## Instructions
1. Do these statements agree with the post on book covers? Answer each with yes or no and quote the words that decide it. (a) The co-writers released three novels earlier this year. (b) The designer made the covers without following the authors' request. (c) The quoted advice holds that a story can be all things to all people.
2. Reproduce the passage of the post on book covers starting with "We decided to" and going on through "the right person.".

## Excerpt
----

Earlier this year, my co-writer and I released three novels of a mythological mystery/thriller series. Unfortunately, we didn't know quite know where our story fit, since it had elements of urban fantasy but was set on an island. And it was kind of a thriller, but also a mystery.
So we considered our specific story, which featured:
Armed with that information, we approached a designer, told her what we wanted, and she delivered three beautiful covers according to our request. Mind you, these were shorter books, we were releasing on a quick schedule, and we chose to streamline the look to save some money.
Behind these covers are fabulous stories that you totally want to read—trust me!—but the books weren't selling well.
We decided to rethink our strategy, and along came a guest blogger here on Writers in the Storm who nailed where we'd gone wrong. From Your Cover Sells Your Book by Melinda VanLone:
A side note about the genre: Pick one. Just one. This story will have to go on a digital shelf. If you can’t focus on one genre, then you don’t know your customer well enough yet. Go back and think about how and where they look for books like yours. Study what keywords they type in, what aisle in the bookstore they linger over. The story can’t be all things to all people. It must be the right thing for the right person.
She expanded this idea further in The Cover Two-Step:
Be honest. Did you really write a romance? Or did you write a mystery with romantic elements? Forget subgenres, mashups, and crossovers. We’re looking for the overall broad category.

----

## Listed entries
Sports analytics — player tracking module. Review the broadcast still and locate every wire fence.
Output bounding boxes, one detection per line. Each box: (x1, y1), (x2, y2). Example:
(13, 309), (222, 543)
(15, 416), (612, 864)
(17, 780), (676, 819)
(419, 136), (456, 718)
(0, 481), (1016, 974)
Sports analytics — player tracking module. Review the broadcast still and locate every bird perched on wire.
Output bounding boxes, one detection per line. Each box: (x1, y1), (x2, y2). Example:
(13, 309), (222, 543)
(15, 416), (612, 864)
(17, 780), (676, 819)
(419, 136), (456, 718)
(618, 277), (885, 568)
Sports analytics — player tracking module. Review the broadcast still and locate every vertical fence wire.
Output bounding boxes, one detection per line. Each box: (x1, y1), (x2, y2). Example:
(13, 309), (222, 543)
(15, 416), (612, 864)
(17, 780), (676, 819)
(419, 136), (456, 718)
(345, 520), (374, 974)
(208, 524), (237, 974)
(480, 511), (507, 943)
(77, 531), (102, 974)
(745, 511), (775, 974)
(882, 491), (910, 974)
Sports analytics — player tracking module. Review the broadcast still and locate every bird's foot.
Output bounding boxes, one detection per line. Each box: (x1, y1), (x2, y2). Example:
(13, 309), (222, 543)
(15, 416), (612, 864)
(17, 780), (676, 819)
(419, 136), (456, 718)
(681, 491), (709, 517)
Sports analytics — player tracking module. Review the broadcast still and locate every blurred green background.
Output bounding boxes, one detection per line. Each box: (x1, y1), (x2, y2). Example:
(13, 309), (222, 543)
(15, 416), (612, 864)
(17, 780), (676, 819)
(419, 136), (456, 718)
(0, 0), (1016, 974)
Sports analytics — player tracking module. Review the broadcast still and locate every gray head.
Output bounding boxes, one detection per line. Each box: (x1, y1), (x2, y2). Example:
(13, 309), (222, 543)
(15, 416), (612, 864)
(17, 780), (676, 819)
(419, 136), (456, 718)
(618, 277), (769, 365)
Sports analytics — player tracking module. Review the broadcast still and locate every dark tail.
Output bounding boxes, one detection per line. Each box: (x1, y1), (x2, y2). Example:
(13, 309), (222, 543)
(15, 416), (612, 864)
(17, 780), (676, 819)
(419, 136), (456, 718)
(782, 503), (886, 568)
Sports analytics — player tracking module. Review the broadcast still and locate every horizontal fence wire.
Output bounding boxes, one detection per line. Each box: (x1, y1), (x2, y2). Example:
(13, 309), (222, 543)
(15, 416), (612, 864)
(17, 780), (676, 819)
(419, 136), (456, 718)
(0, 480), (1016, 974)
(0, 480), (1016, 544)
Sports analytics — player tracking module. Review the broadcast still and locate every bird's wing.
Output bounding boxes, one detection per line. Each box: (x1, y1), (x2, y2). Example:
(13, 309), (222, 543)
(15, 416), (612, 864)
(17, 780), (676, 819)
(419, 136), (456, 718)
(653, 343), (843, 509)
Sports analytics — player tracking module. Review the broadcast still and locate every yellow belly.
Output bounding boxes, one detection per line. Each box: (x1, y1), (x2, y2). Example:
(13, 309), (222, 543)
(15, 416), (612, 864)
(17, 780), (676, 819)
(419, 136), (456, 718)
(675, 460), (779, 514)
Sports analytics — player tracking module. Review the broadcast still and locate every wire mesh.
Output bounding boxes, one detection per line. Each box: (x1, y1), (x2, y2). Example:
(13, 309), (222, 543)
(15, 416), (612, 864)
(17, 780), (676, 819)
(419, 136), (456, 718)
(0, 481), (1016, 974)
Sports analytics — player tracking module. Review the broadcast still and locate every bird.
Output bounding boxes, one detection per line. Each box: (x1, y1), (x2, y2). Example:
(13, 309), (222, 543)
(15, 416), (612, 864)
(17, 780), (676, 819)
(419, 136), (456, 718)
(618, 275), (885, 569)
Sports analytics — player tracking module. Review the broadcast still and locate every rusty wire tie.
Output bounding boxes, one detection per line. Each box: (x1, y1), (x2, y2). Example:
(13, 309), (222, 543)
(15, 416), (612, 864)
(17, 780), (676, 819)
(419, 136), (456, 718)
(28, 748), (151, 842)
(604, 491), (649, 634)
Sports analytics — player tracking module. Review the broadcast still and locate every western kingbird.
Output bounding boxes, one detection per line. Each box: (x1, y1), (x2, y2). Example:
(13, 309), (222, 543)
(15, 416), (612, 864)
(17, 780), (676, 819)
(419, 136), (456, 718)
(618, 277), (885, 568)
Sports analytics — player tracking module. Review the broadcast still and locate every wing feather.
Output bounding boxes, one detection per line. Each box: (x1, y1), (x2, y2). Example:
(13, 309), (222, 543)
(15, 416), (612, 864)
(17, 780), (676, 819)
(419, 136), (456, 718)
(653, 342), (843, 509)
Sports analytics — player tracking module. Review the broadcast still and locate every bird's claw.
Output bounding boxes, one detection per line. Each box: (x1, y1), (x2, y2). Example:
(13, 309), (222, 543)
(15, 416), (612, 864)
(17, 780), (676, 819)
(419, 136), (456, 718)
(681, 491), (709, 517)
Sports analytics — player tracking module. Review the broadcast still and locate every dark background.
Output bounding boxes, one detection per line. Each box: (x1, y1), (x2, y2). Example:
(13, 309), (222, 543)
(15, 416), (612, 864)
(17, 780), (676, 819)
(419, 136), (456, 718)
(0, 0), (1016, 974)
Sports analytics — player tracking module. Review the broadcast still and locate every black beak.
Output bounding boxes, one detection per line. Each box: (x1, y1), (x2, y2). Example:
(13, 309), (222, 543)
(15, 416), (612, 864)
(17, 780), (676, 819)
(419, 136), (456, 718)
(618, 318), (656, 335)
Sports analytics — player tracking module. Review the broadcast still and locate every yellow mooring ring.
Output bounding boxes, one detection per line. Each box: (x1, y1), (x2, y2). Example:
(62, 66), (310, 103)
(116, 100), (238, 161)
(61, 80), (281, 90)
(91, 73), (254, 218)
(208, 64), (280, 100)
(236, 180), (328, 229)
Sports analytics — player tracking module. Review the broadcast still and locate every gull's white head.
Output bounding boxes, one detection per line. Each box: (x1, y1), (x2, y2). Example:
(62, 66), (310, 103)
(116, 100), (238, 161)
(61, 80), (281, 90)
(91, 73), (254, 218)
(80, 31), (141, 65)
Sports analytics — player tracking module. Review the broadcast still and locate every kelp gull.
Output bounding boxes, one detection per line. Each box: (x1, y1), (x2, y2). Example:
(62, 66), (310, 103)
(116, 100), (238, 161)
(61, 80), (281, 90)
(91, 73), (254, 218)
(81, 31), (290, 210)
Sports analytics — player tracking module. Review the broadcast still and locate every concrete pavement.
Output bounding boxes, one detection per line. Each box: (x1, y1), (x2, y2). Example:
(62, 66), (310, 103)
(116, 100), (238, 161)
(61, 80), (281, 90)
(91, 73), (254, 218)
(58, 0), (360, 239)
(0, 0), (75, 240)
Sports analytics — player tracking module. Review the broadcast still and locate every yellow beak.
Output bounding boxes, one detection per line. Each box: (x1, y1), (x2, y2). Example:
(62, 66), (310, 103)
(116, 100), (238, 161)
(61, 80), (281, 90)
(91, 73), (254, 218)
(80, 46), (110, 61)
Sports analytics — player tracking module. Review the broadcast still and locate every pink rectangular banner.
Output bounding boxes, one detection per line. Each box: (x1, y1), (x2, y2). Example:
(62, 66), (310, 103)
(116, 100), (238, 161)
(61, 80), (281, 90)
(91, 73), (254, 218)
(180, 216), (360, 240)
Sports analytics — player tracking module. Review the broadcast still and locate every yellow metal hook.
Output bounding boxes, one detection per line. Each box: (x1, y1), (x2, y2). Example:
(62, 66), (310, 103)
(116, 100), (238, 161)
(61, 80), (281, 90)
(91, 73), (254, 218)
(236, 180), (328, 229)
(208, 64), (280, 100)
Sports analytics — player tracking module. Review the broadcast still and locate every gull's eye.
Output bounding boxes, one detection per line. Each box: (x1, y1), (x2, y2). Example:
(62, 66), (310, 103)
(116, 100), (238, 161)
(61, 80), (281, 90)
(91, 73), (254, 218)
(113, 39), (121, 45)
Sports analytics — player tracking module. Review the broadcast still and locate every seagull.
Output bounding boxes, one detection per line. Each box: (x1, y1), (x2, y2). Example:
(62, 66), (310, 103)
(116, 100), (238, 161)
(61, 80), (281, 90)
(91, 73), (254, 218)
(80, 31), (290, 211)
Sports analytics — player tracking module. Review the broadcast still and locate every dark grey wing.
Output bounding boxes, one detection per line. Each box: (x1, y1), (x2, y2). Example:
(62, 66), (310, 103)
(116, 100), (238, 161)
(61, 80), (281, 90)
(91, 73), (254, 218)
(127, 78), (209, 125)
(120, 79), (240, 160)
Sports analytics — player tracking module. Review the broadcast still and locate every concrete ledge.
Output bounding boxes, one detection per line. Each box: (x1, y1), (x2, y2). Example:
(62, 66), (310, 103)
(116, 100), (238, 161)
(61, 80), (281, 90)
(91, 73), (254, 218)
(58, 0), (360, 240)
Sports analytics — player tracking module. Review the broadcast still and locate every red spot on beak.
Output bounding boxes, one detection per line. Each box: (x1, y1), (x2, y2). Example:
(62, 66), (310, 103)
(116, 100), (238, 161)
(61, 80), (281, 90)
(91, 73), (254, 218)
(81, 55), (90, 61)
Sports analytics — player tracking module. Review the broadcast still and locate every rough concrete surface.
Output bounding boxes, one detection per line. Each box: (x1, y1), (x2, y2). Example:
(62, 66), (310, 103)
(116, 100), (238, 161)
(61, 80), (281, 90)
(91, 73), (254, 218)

----

## Completed exercise
1.
(a) Yes: "Earlier this year, my co-writer and I released three novels"
(b) No: "she delivered three beautiful covers according to our request"
(c) No: "The story can’t be all things to all people."

2.
We decided to rethink our strategy, and along came a guest blogger here on Writers in the Storm who nailed where we'd gone wrong. From Your Cover Sells Your Book by Melinda VanLone:
A side note about the genre: Pick one. Just one. This story will have to go on a digital shelf. If you can’t focus on one genre, then you don’t know your customer well enough yet. Go back and think about how and where they look for books like yours. Study what keywords they type in, what aisle in the bookstore they linger over. The story can’t be all things to all people. It must be the right thing for the right person.